Lesetext:
====

Als wir heim in unseren Borgo kamen,
fielen uns als erstes die verrottete Böden unserer Gassen auf. Auch wir haben
schön restaurierte Häuser, aber dazwischen eben ruinenhafte Leerstände mit
zugenagelten Fensterhöhlen, an die wir uns (leider) gewöhnt haben. In Zeiten
der Krise gibt es wenig Hoffnung, dass sich daran so bald etwas ändern wird, weil
die Struktur in unserem Borgo eben eine andere ist. Wir sind zwar nahe
am Meer, aber bieten keine wirkliche Alternative zum Strandleben, während auf
Höhe des Nava-Passes tatsächlich so eine Art gebirgige Sommer-Frische
stattfindet.
Paul und Paula sind - wie die meisten anderen
ausländischen Hausbesitzer höchstens zweieinhalb Monate hier, auch die
Zweitbeste und ich bringen es ja selten auf mehr als sieben Monate. Die Einheimischen aber auch die neuen Burg-Geister sind alle
bereits im fortgeschrittenen Alter. Kinder und Jugendliche gibt es - selbst im Capo
Luogo kaum. Dennoch hat die Gemeinde – wohl für eine andere Zukunft – dort
zwei große Sportplätze anlegen lassen, auf
denen niemand spielt und die sich die Natur beginnt, mit Kohorten
massivem Unkrautes zurück zu erobern...
In Zukunft wird der Linienbus nach einem
Fahrplan verkehren, der die 12 Kilometer in die Stadt hinunter zu einer
Halbtages-Reise macht. Von den ehrgeizigen Kultur-Plänen unserer schönen
Bürgermeisterin ist jetzt – in Zeiten des
elektronischen Umbruchs am Buchmarkt
- die Idee geblieben, im ehemaligen Kinder-Asyl eine Bibliothek zu
eröffnen; für wen, und durch wen geführt?
Seht Ihr! So schnell gerät einer in
Versuchung, sich über ein einzigartiges Paradies Gedanken zu machen, die einen
leicht über Vertreibung nachdenken ließen. Sind wir doch zufrieden, dass wir
noch die Möglichkeit haben, etwas zu ändern...
Dornjasminchen
Es war einmal ein Mann, den selbst
Wohlwollende nicht als Märchenprinzen bezeichnen wollten, aber er lebte auf
einer Burg und ward dort einigermaßen wohl gelitten. Kein Typ zum
Pferdestehlen, aber zum exzessiven Wildschwein-Fressen hätte er getaugt, wenn
seine jagenden Nachbarn ihm denn von denen mal eines abgegeben hätten...

====

Datenabschnitt:
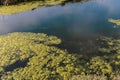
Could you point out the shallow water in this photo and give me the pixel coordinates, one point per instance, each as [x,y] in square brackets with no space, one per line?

====

Aufgaben:
**A.** Was will die Bürgermeisterin laut dem Text über den Borgo im ehemaligen Kinder-Asyl eröffnen?
**B.** Schreib aus dem Text über den Borgo alles von „In Zukunft wird“ bis hinunter zu „etwas zu ändern...“ wortgetreu ab.
**C.** Setz den Text über den Borgo nach seinem letzten Satz fort.

Erwartete Ergebnisse:
**A.** Eine Bibliothek.

**B.**
In Zukunft wird der Linienbus nach einem
Fahrplan verkehren, der die 12 Kilometer in die Stadt hinunter zu einer
Halbtages-Reise macht. Von den ehrgeizigen Kultur-Plänen unserer schönen
Bürgermeisterin ist jetzt – in Zeiten des
elektronischen Umbruchs am Buchmarkt
- die Idee geblieben, im ehemaligen Kinder-Asyl eine Bibliothek zu
eröffnen; für wen, und durch wen geführt?
Seht Ihr! So schnell gerät einer in
Versuchung, sich über ein einzigartiges Paradies Gedanken zu machen, die einen
leicht über Vertreibung nachdenken ließen. Sind wir doch zufrieden, dass wir
noch die Möglichkeit haben, etwas zu ändern...

**C.**
Es gingen die Jahre ins Land, und weil sich
unser Held immer mehr in seine virtuelle zurück zog, gab er der realen Welt
Gelegenheit zum Vormarsch. Das schuf diverse Feindbilder, von denen es jedoch
keines schaffte, ihn derart herauszufordern wie die kletternde Variante des
ansonsten so herrlich duftenden Jasmins. Beharrliche Burgbrief-Leser werden
jetzt in verblasster Erinnerung aufstöhnen: „Nicht schon wieder das Klagen über
grenzenloses Wachstum!“
Aber das muss doch mal geschrieben werden! In
Zeiten der Krise, wo sich alles und alle zurücknehmen, glaubt ein in schrofigem
Fels wurzelnder Jasmin, er könne sich alles herausnehmen – quasi ohne Rücksicht
wuchern und wachsen. Was hat der Mann von der Burg nicht alles unternommen, um
der Okkupation durch dieses doch eigentlich unterversorgte Gewächs Herr zu
werden.
Nächtens rückte er ihm mit der deutschen
Gardena-Gartenschere auf den rankenden immer blühenden Pelz. Aber was so ein
italienischer Jasmin ist, ignoriert natürlich derart teutonisch eingrenzendes
Unterfangen. Der Hydra gleich, produzierte er für jede abgeschnittene Ranke
zwei neue. Und er wusste, wo er seinen Feind zu stellen hatte; in dessen
Arbeitszimmer.
Vor Halbjahres-Frist noch brutal gekappt, war
er im April schon wieder auf Augenhöhe mit seinem Widersacher. Der riss zwar
noch brutal die Schlagläden aus der lähmenden Umklammerung, aber konnte dann
doch nicht verhindern, dass Ende Mai die Fenster schon zugewuchert waren und
die vielen herein drängenden Blüten nur
ein schwacher Ausgleich für das schwindende Tageslicht waren.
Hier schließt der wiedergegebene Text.